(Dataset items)

------------------------------------------------

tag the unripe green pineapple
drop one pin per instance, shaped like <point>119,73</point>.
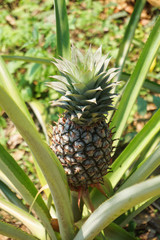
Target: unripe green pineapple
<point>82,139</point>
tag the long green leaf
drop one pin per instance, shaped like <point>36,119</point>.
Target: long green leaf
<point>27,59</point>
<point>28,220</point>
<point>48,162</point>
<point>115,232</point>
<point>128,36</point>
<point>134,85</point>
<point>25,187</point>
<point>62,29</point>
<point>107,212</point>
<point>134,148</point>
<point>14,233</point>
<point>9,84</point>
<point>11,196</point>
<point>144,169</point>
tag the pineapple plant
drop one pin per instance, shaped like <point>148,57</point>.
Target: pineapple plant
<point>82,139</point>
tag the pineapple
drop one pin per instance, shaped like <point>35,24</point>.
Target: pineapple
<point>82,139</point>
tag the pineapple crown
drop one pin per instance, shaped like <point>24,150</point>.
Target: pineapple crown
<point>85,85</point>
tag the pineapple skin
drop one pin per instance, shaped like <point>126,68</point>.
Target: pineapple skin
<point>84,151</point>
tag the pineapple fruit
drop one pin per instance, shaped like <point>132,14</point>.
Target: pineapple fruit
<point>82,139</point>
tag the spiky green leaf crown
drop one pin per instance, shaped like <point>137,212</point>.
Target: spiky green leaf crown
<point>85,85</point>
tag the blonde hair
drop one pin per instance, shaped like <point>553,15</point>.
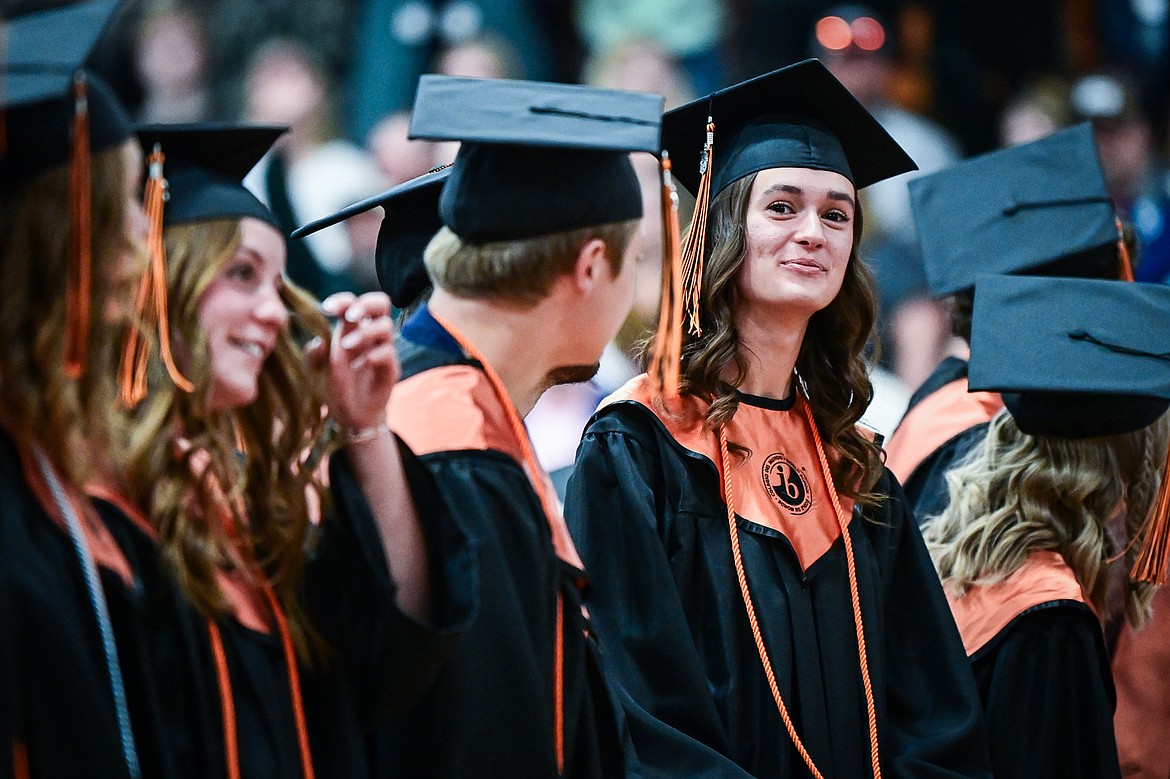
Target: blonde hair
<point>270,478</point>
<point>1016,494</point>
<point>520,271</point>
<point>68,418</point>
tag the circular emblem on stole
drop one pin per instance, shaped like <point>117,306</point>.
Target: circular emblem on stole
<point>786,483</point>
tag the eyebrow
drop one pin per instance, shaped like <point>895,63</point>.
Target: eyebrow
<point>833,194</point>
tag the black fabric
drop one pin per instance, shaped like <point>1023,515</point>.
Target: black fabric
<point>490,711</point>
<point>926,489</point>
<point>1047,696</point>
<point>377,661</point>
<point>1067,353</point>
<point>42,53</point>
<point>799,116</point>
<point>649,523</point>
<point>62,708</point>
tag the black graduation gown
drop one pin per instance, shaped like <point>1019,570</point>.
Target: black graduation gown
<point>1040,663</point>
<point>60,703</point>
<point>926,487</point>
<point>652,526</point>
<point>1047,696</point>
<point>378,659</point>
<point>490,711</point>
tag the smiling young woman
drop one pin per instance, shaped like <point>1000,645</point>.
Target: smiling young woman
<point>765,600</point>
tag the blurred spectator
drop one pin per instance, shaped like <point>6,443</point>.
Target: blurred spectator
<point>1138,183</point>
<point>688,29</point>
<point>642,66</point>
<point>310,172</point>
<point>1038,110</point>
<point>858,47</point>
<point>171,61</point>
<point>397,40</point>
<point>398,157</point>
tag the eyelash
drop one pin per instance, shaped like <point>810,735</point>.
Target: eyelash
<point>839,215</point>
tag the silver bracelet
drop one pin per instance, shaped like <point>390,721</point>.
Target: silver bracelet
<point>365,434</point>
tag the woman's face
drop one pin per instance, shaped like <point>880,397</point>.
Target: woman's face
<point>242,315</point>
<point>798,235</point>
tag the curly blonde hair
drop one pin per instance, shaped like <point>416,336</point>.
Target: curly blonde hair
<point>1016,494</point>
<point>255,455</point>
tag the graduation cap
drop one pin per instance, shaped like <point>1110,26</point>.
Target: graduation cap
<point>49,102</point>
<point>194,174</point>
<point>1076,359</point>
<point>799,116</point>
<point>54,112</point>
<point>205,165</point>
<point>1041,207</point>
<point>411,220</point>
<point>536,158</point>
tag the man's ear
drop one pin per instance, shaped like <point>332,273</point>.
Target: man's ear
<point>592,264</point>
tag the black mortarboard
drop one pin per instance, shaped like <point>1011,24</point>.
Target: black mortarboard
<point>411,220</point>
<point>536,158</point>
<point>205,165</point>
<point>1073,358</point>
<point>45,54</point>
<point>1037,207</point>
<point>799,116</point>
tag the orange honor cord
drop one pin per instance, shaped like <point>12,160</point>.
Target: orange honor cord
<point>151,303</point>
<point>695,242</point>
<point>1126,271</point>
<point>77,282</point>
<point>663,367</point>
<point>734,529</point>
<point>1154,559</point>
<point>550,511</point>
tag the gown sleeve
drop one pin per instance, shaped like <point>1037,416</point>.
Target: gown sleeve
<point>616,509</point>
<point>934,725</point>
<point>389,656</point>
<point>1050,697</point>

------------------------------------------------

What this task involves:
Reproduce verbatim the portion of the items above that opens with the line containing "tag the orange honor cord" and continues through the last line of the items, including both of those lines.

Correct result:
tag the orange honor cord
drop one pin per instance, shaped like <point>12,160</point>.
Target: orange honor cord
<point>151,303</point>
<point>695,242</point>
<point>1126,271</point>
<point>77,282</point>
<point>663,367</point>
<point>734,529</point>
<point>1154,559</point>
<point>550,511</point>
tag the gown sleeve
drop one pin per instance, shaped like <point>1037,416</point>.
Target: gown sleeve
<point>616,509</point>
<point>934,725</point>
<point>389,656</point>
<point>1050,697</point>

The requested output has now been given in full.